What you should do » Give a verbatim copy of the lines below, minus the pictures.

------ Records to use

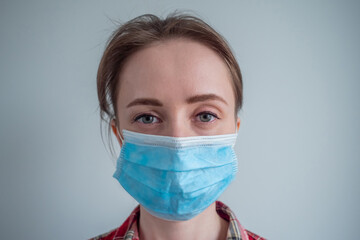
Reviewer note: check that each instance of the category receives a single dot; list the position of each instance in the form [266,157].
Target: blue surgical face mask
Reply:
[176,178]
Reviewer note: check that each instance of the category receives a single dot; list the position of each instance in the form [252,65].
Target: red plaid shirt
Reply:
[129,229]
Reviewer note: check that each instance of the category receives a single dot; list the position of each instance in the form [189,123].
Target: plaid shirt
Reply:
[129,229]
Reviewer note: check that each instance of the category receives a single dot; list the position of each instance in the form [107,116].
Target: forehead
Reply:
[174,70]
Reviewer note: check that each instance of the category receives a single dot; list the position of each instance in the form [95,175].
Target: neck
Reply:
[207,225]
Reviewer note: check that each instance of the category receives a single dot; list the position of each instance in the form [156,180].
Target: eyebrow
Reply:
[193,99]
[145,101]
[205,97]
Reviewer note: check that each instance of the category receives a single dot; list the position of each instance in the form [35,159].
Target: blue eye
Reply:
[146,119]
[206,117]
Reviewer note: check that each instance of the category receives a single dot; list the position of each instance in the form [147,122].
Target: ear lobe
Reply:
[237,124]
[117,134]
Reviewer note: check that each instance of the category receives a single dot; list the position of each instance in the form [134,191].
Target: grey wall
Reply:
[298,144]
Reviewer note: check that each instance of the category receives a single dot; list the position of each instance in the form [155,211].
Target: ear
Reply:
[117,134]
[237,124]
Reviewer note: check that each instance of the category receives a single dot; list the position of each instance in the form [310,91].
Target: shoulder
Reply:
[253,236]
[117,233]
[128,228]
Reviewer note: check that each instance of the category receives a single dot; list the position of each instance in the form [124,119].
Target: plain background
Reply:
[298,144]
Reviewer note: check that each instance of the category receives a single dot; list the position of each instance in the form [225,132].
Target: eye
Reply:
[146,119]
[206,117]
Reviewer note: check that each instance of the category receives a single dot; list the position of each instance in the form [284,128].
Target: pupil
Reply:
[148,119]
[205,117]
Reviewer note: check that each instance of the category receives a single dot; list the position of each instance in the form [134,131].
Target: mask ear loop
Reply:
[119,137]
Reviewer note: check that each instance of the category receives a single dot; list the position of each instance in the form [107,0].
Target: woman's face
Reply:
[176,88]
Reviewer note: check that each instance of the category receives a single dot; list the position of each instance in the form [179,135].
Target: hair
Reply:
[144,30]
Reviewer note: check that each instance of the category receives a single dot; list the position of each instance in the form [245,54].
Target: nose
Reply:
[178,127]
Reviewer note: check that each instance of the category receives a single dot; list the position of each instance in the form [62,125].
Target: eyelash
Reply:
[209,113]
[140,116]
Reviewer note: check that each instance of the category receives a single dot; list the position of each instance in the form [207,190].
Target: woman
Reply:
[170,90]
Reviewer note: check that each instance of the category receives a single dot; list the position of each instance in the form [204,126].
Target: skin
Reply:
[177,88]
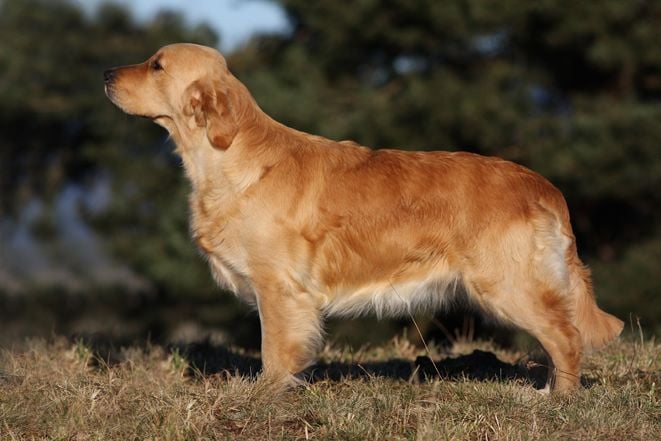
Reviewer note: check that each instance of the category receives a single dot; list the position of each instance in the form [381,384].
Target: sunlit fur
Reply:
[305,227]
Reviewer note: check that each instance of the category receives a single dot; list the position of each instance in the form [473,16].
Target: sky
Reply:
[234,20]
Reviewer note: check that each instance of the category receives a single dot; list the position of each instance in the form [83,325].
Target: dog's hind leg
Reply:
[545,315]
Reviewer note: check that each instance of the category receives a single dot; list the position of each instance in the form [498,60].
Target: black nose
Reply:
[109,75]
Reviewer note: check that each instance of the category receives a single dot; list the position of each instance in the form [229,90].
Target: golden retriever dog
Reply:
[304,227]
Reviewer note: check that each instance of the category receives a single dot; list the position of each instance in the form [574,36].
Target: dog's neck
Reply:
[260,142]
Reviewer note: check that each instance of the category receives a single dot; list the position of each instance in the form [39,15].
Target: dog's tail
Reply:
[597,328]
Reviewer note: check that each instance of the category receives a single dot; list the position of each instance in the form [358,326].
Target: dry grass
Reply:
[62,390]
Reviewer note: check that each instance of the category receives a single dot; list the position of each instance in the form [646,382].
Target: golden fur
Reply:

------------

Result »
Reviewer note: check that each instance of the category receives a single dot; list the position of each instance in the form [266,157].
Target: blue surgical face mask
Reply:
[176,178]
Reviewer note: check that each instance of the category receives a single dot; list the position of each instance in the form [252,65].
Target: red plaid shirt
Reply:
[129,229]
Reviewer note: check that each instance of the category receives a single dot; list the position of each instance in the form [189,123].
Target: plaid shirt
Reply:
[129,229]
Reviewer note: check that each instance of the category receives a single dot; list the position of each instance in the form [107,116].
Target: forehead
Reply:
[174,70]
Reviewer note: check that each instance of the category receives a single dot; list the position of each instance in the form [95,175].
Target: neck
Reply:
[207,225]
Reviewer note: check that each instance of the category receives a single dot; list the position of each instance in the form [156,180].
Target: eyebrow
Reply:
[193,99]
[145,101]
[205,97]
Reviewer note: check that each instance of the category receives a single dot; list the position of each instance in the form [35,159].
Target: blue eye
Reply:
[146,119]
[206,117]
Reviewer note: check that each instance of the category receives a single dot; list the position of each instance in the form [147,122].
Target: ear lobe
Reply:
[237,124]
[117,134]
Reviewer note: check that each instance of the category receives a single dot; list the position of each instance in the form [134,191].
Target: grey wall
Reply:
[298,144]
Reviewer note: check that each instance of the category receives a single dot; list the position of each instance in the form [155,211].
Target: ear
Reply:
[117,134]
[237,124]
Reviewer note: check that each instance of the category receives a single dot; list the position of each instance in the form [310,91].
Target: shoulder
Reply:
[253,236]
[117,233]
[128,228]
Reviewer note: check that each instance of the category receives a single dot; list the position of each instance in the form [124,119].
Target: plain background
Reply:
[298,144]
Reviewer note: check that each instance of the category receives a single dot; list the position of each instance in the form [225,132].
Target: eye
Reply:
[146,119]
[206,117]
Reviewer note: check that each instance of the category receives a single dot; list the position of each instance in the form [284,128].
Target: pupil
Reply:
[148,119]
[205,117]
Reviewer note: check that each instance of the category receives a single dot; list the position of each instance in the form [134,131].
Target: mask ear loop
Reply:
[119,137]
Reviewer note: check that each instance of the category receives a single dot; list the position of each instance in the form [107,0].
Target: woman's face
Reply:
[176,88]
Reviewer note: check that each instance of the category receives a single dot; list the position of each instance in the form [179,135].
Target: hair
Reply:
[144,30]
Reviewer note: check that each instance of the category receives a single dot; list the position of each instance in the form [245,54].
Target: nose
Reply:
[178,127]
Reviewer note: check that each instance of the category receives a single dot; list the position of each instance in the form [62,125].
Target: eyelash
Reply:
[209,113]
[140,116]
Reviewer note: check that each instance of the category receives a single dot; list the position of each instance in the form [207,190].
Target: woman
Reply:
[170,90]
Reviewer note: check that each instance of the category receives a single dot; list the position of each instance in the form [204,126].
Target: skin
Reply:
[177,88]
Reviewer note: check that each instance of the category receives a single dot; list the position of each instance in the form [381,384].
Target: sunlit fur
Reply:
[305,227]
Reviewer note: check that each instance of the category receives a single dot; list the position of each instance in the form [473,16].
Target: sky
Reply:
[234,20]
Reviewer note: check that each instance of the category receives a single dot; list the position of each instance in the form [83,325].
Target: dog's hind leg
Reply:
[545,315]
Reviewer note: check that each instance of the category receives a single dot; list the position of each instance in the form [498,60].
Target: black nose
Reply:
[109,75]
Reviewer note: check that each instance of the category receives a single dot; list the position of each instance in the form [229,90].
Target: golden retriever dog
Reply:
[304,227]
Reviewer note: check that each instance of the category receives a single dot; list the position of each instance in the form [574,36].
Target: dog's neck
Reply:
[260,142]
Reviewer note: check that each instance of the category receives a single dot; list the position of each instance in the form [39,15].
Target: dog's tail
Reply:
[597,328]
Reviewer note: check that each instance of the category receives a single dot; list the position of each instance in the form [358,326].
Target: dry grass
Reply:
[62,390]
Reviewer note: check that each instance of the category receives a single dot; list the position of each instance in the form [646,382].
Target: golden fur
Reply:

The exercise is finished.